**Source text**
Evaluate Annotationless Perception#

Evaluate Autoware's recognition features (perception) without annotations using the perception_online_evaluator.

Requires Autoware with the following PR features. https://github.com/autowarefoundation/autoware.universe/pull/6556

Evaluation method#

The annotationless_perception evaluation is executed by launching the annotationless_perception.launch.py file. Launching the file executes the following steps:

Execute launch of evaluation node (annotationless_perception_evaluator_node), logging_simulator.launch file and ros2 bag play command
Autoware receives sensor data output from input rosbag and the perception module performs recognition.
The perception_online_evaluator publishes diagnostic topic to /perception/perception_online_evaluator/metrics
The evaluation node subscribes to the topic and evaluates data. The result is dumped into a file.
When the playback of the rosbag is finished, Autoware's launch is automatically terminated, and the evaluation is completed.

Evaluation results#

The output topic of perception_online_evaluator is in the form of the following sample. topic sample

For each subscription, the following judgment results are output for each recognition class.

If all classes are normal, the test is successful.

Normal#

The following two values specified in the scenario or launch argument are used to judge

Threshold
PassRange(Coefficient to correct threshold)

Success or failure is determined for each status.name in /perception/perception_online_evaluator/metrics according to the following rules. Items for which no threshold is set (min, max, mean) are always judged as normal. Only those items for which a threshold is specified are subject to evaluation.

min#

If threshold * lower_limit <= minimum value of min <= threshold * upper_limit, it is assumed to be normal.

max#

If threshold * lower_limit <= maximum value of max <= threshold * upper_limit, it is assumed to be normal.

Lower limit recommended to be 0.0

mean#

If threshold * lower_limit <= average value of mean <= threshold * upper_limit, it is assumed to be normal.

metric_value#

If threshold * lower_limit <= value of metric_value <= threshold * upper_limit, it is assumed to be normal. metric_value is determined by the current topic value only and does not update the values of min, max, and mean metrics.

An illustration is shown below.

Recorded data
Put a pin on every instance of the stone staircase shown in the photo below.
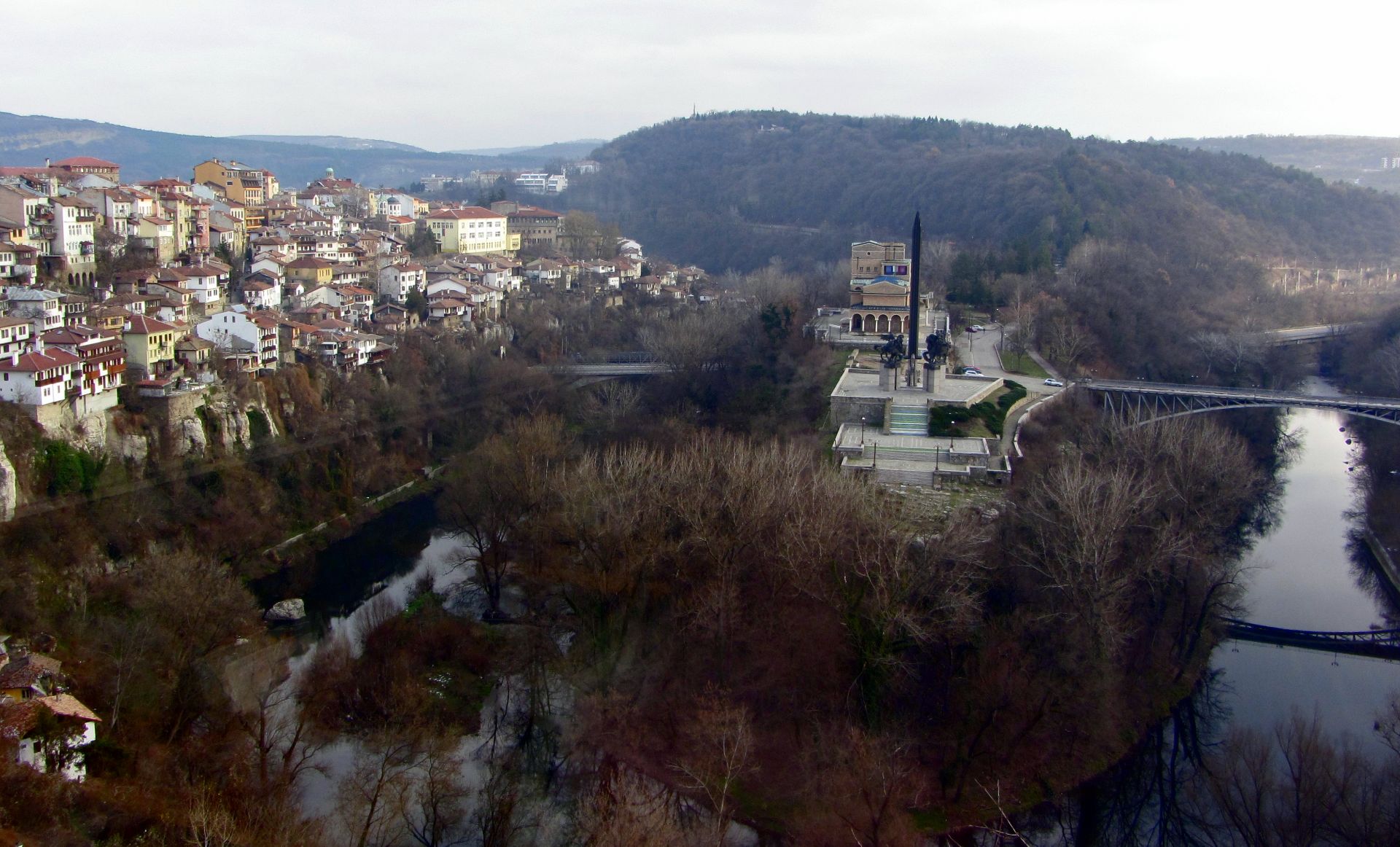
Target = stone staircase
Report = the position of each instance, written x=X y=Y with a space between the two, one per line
x=908 y=421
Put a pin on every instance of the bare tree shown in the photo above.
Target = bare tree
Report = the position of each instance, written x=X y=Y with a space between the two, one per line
x=370 y=800
x=628 y=810
x=693 y=342
x=280 y=734
x=1068 y=342
x=721 y=748
x=1076 y=520
x=436 y=811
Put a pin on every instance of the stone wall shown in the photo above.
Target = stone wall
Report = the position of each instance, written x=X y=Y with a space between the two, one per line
x=849 y=410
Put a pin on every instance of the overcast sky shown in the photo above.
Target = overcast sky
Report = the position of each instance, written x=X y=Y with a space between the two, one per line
x=461 y=73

**Exercise**
Repeat the annotationless perception text starting with "metric_value#" and going on through "and mean metrics.", switching "lower_limit" to "min_limit".

**Output**
metric_value#

If threshold * min_limit <= value of metric_value <= threshold * upper_limit, it is assumed to be normal. metric_value is determined by the current topic value only and does not update the values of min, max, and mean metrics.